> _PASSAGE_
◆ ◆ ◆ ◆ ◆

# May your piranha trimble in fear...



## JD7.62 (Apr 7, 2005)

Last Tuesday River Wonders sent me this beautiful and healthy payara. I cant wait until he is a big boy!

Day 1 in a 29gallon QT:

















Day 4 in 125gallon (rubbed nose in 29)

















Shed tooth approx 1/4" long. I found it laying in the bottom of my 125 even though it has sand in it!!!


----------



## notaverage (Sep 10, 2005)

JD7.62 said:


> Last Tuesday River Wonders sent me this beautiful and healthy payara. I cant wait until he is a big boy!
> 
> Day 1 in a 29gallon QT:
> 
> ...


Those fish wont last long!!!!


----------



## bob351 (Oct 23, 2005)

that looks like my caribes tooth pick :rasp: awesome looking fish lots of water movement is what i hear is good for them and a huge tank, good luck


----------



## JD7.62 (Apr 7, 2005)

That is what you hear but it is not true.

This boy isnt your run of the mil $50 payara....


----------



## Inflade (Mar 24, 2006)

how big do those guys get?


----------



## JD7.62 (Apr 7, 2005)

The world record is 40 pounds. Here is a pic of a big one.









The largest in the aquarium is about 24"


----------



## rbp 4 135 (Mar 2, 2004)

yep the lfs near me has some that are probably 5-6 inches for 15 bucks, i dont think they know what they are, i should be picking one up this week


----------



## JD7.62 (Apr 7, 2005)

Post pics cause I HIGHLY doubt that they are the species of the one I posted. Even so if they are the common payara that is a good price.


----------



## Mettle (Dec 29, 2003)

What species is yours JD?


----------



## JD7.62 (Apr 7, 2005)

The new one is a TRUE Hydrolycus Armatus!!!









Here is a pic of my hydrolycus tatauaia:


----------



## rbp 4 135 (Mar 2, 2004)

from what i can tell it is an armatus, i use to own one but it died, not my fault, long story. i have a threa posd a long while back with some pics of mine.


----------



## JD7.62 (Apr 7, 2005)

Post up some pics. Armatus are very rare and have only been imported a couple times in the last several years.

I went through your past topics and and the pics are not showing up. Also if it was the one you sold for $40 I feel bad for you because if it was an armatus, they run from $250-500!!


----------



## Sheppard (Jul 8, 2004)

That's an awesome looking fish!

I don't know much about these fish..I have just read places that they usually die around 12" in the aquarium. Is this only some species? Do some actually live normal lives in the aquarium and get big?

Feel free to school me on the subject :laugh:


----------



## JD7.62 (Apr 7, 2005)

There are three species in the genus (actually four but H. wallacei I dont think has ever been imported). The common ones you see in the pet shops around $40-50 are H. scomberoides. They are a small fish attaining 12" or so in the wild. They are very sensitive to water conditions and can die very easily, hence the bad reputation the genus has.

◆ ◆ ◆ ◆ ◆

> _DATA SHOWN_
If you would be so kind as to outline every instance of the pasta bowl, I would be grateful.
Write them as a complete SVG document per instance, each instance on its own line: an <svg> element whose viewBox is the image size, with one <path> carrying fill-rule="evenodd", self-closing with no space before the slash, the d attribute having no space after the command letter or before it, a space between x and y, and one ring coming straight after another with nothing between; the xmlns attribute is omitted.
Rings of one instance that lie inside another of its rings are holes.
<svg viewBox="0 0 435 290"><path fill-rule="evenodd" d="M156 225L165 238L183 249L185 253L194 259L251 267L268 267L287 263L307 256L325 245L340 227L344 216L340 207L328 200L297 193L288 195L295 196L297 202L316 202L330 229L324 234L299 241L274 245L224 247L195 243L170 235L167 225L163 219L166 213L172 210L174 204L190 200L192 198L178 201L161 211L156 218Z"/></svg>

◆ ◆ ◆ ◆ ◆

> _REQUIRED TASK 1_
List every scientific species name mentioned in the payara thread.
> _REQUIRED TASK 2_
State whether each statement agrees with the payara thread, answering yes or no and quoting the words that decide it.
(a) The payara was sent by River Wonders.
(b) JD7.62 agrees that lots of water movement is good for these fish.
(c) Armatus have been imported regularly in recent years.
> _REQUIRED TASK 3_
Answer these questions from the payara thread.
(a) What size of tank held the fish on Day 1?
(b) What is the world record weight given for the fish?
(c) What price range is given for an armatus?

> _EXERCISE RESULT 1_
Hydrolycus Armatus, hydrolycus tatauaia, H. wallacei, H. scomberoides

> _EXERCISE RESULT 2_
(a) Yes: "Last Tuesday River Wonders sent me this beautiful and healthy payara."
(b) No: "That is what you hear but it is not true."
(c) No: "Armatus are very rare and have only been imported a couple times in the last several years."

> _EXERCISE RESULT 3_
(a) A 29gallon QT
(b) 40 pounds
(c) $250-500